| EXCERPTED PASSAGE |
Discover more from Just Mets
What have we learned about the Mets over the last third of the season?
Believe it or not, there are some very good numbers for these dismantled Mets
What’s Up with the Mets? ⚾️
The Mets and Phillies were rained out on Friday - they will play a single-admission doubleheader beginning Saturday at 4:10 PM
The Marlins may have to return to New York to finish their suspended game on Thursday, pending the outcome of their final two games as well as where the Cubs and Reds finish on Sunday - that would likely take place Monday afternoon
The Mets are planning a press conference to announce David Stearns as their new President of Baseball Operations on Monday
Injury Updates 🏥
OF Brandon Nimmo (AJ Joint injury in shoulder) will likely be shutdown for the season
Today’s Game 🗓
Match-up: Mets (72-86) vs. Phillies (89-70)
Where: Citi Field - Flushing, New York
LHP José Quintana (3-6, 3.39 ERA) vs. TBD
TBD vs. TBD
When: 4:10 PM EDT
Where to Watch: SNY for Game 1, WPIX for Game 2
A rainy stream of consciousness on the season’s penultimate day… ✍️
Wouldn’t it be something if the Marlins had to come back to New York to finish that ninth inning on Monday, and it rained?
Fortunately, if the Marlins did have to return, it doesn’t look like there’s rain in the forecast, but that’s pretty much how this season has gone for the Mets, hasn’t it?
They’ve lost two games this week. In between is a debacle of a suspended game, a poorly managed field which led to the lost game on Tuesday, and then there was Friday which nobody could control.
As a fan, I always hate these late season rainouts and weather problems, especially during the last week of the season when there is so much at stake. The third wild card makes the majority of the games important even for second-division teams like the Mets. There’s nothing anyone can do of course but its the last baseball we get to see for a while and for those last precious moments of the season to be disrupted like this frustrates me.
Anyway, neither the Mets or the Phillies are playing games of particular import this weekend. The Phillies clinched the top wild card, the Mets clinched terrible four months ago, so whenever these two teams end up getting these final three games in, they should be very much like spring training for both clubs, with the Mets simply trying to play for pride and not losing 90 games this season.
I can’t believe I just said that, by the way.
It seems impossible we are talking about the Mets trying to avoid losing 90 games after everything that led up to this season. I think back on the last off-season, and everything except the Carlos Correa free agency mess went their way.
But then came the Edwin Díaz injury in the World Baseball Classic and it was that moment the air was let out of the balloon. Nothing was the same from that moment on emotionally with the Mets.
With that and so many other players absent because of the WBC in March, I often wonder if that lack of preparation led the way to this club’s demise. With all of the rule changes and strategic changes that went along with them, those absences might very well have played a role in those early season issues. I often wrote earlier in the year the Mets didn’t look prepared and looked unfit for what the game had evolved into given their age, athleticism, and either inability or unwillingness to evolve the way other clubs had.

| MATERIAL |
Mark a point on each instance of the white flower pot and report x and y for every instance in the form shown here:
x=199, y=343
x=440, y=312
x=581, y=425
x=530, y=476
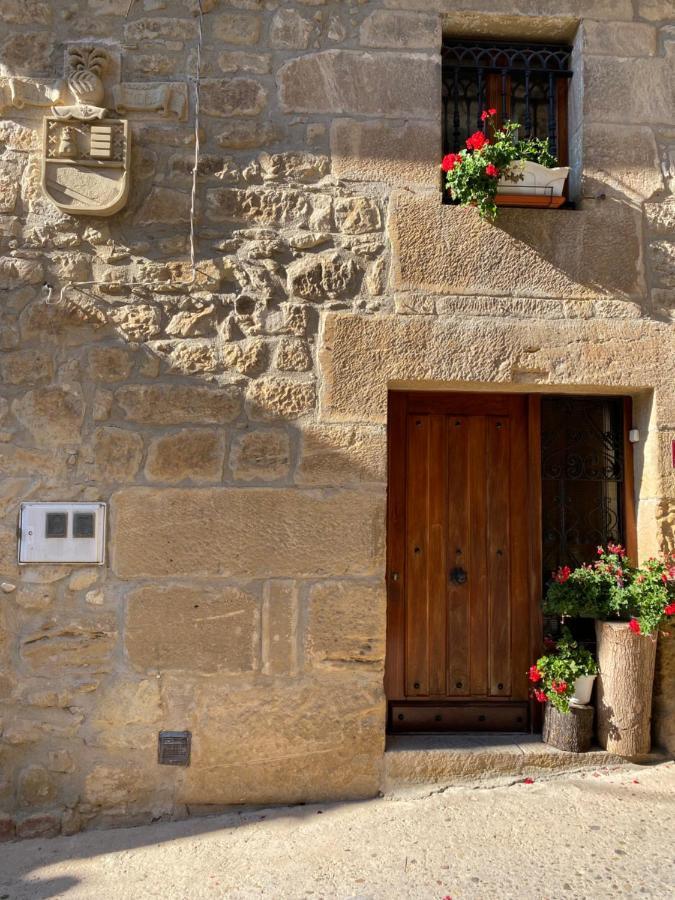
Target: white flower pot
x=531, y=179
x=583, y=688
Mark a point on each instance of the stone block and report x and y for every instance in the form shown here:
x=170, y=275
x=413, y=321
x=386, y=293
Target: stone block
x=361, y=356
x=117, y=454
x=357, y=215
x=82, y=644
x=198, y=630
x=209, y=532
x=36, y=787
x=333, y=455
x=289, y=30
x=379, y=84
x=322, y=276
x=25, y=12
x=346, y=624
x=274, y=397
x=623, y=158
x=192, y=454
x=404, y=30
x=38, y=826
x=167, y=404
x=243, y=134
x=164, y=206
x=293, y=166
x=293, y=355
x=661, y=217
x=618, y=38
x=279, y=628
x=235, y=28
x=53, y=415
x=628, y=91
x=392, y=153
x=26, y=367
x=280, y=743
x=447, y=249
x=224, y=97
x=109, y=363
x=261, y=455
x=270, y=207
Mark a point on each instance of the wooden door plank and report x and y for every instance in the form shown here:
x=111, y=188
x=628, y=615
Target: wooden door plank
x=418, y=429
x=436, y=570
x=458, y=555
x=477, y=571
x=499, y=550
x=396, y=496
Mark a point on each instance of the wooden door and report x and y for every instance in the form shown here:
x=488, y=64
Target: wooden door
x=459, y=557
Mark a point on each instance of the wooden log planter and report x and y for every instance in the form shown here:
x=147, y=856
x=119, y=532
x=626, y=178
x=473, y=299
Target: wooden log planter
x=572, y=731
x=624, y=688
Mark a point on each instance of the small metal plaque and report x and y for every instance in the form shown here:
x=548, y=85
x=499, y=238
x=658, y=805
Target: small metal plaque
x=83, y=525
x=174, y=748
x=57, y=525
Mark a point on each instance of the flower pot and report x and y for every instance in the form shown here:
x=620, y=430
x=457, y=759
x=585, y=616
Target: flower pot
x=624, y=696
x=531, y=179
x=583, y=688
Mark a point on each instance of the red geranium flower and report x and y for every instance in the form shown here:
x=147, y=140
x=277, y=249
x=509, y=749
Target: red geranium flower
x=450, y=161
x=563, y=574
x=534, y=674
x=477, y=141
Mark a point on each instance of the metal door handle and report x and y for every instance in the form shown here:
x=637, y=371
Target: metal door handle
x=458, y=575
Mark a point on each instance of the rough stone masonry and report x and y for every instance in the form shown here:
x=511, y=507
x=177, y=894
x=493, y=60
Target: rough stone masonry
x=234, y=417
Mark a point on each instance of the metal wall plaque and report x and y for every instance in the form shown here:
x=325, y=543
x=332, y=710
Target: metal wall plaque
x=174, y=748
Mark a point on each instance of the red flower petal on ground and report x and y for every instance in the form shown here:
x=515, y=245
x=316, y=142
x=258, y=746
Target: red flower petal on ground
x=477, y=141
x=450, y=161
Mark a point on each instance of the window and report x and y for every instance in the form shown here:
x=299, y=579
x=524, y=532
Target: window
x=526, y=83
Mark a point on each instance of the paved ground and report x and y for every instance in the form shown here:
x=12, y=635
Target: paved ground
x=598, y=835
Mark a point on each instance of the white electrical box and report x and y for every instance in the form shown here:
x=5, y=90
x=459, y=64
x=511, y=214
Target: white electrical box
x=62, y=533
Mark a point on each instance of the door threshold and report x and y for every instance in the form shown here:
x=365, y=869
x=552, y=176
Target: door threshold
x=461, y=758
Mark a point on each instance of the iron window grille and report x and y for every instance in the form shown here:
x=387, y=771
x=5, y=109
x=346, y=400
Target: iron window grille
x=526, y=83
x=582, y=470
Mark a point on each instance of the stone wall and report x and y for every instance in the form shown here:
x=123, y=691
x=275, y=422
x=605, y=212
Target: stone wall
x=234, y=416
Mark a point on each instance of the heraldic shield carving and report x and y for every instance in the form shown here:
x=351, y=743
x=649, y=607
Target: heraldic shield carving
x=85, y=162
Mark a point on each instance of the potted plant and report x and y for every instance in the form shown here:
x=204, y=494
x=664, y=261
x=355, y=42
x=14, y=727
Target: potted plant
x=563, y=680
x=498, y=165
x=628, y=603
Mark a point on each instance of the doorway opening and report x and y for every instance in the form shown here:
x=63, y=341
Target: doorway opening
x=487, y=494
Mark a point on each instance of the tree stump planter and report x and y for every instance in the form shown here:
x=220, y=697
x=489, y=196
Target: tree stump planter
x=571, y=731
x=624, y=688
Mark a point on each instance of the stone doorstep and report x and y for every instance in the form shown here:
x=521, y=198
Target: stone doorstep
x=461, y=758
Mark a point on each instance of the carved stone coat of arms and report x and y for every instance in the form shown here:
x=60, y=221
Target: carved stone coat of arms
x=85, y=162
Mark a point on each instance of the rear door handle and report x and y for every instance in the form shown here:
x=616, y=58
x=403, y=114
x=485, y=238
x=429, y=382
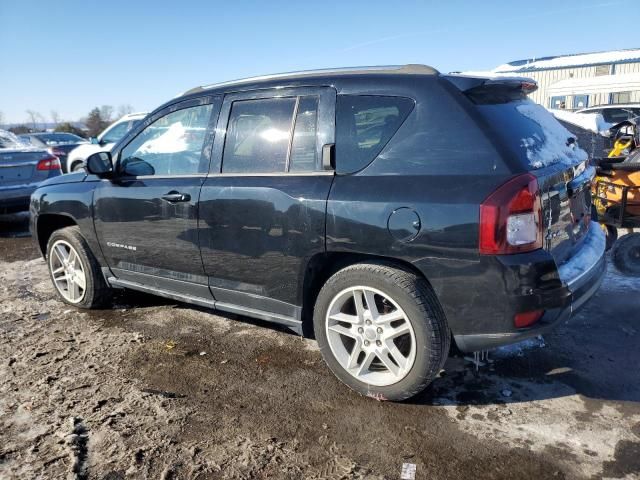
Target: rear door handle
x=175, y=197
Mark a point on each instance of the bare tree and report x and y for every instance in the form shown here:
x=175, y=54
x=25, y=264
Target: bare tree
x=55, y=118
x=33, y=118
x=106, y=112
x=124, y=109
x=41, y=120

| WHAT THIS EXERCISE ASKS |
• 1. From the Mets newsletter, output the stretch from "Fortunately, if the" through "nobody could control." word for word.
• 2. Using the Mets newsletter, mark each statement yes or no, and back each answer with the exact words from the newsletter that settle it: (a) The Mets and Phillies were rained out on Friday. (b) Brandon Nimmo's injury is in his knee. (c) Game 2 will be shown on SNY.

| RESPONSES |
• 1.
Fortunately, if the Marlins did have to return, it doesn’t look like there’s rain in the forecast, but that’s pretty much how this season has gone for the Mets, hasn’t it?
They’ve lost two games this week. In between is a debacle of a suspended game, a poorly managed field which led to the lost game on Tuesday, and then there was Friday which nobody could control.

• 2.
(a) Yes: "The Mets and Phillies were rained out on Friday"
(b) No: "AJ Joint injury in shoulder"
(c) No: "SNY for Game 1, WPIX for Game 2"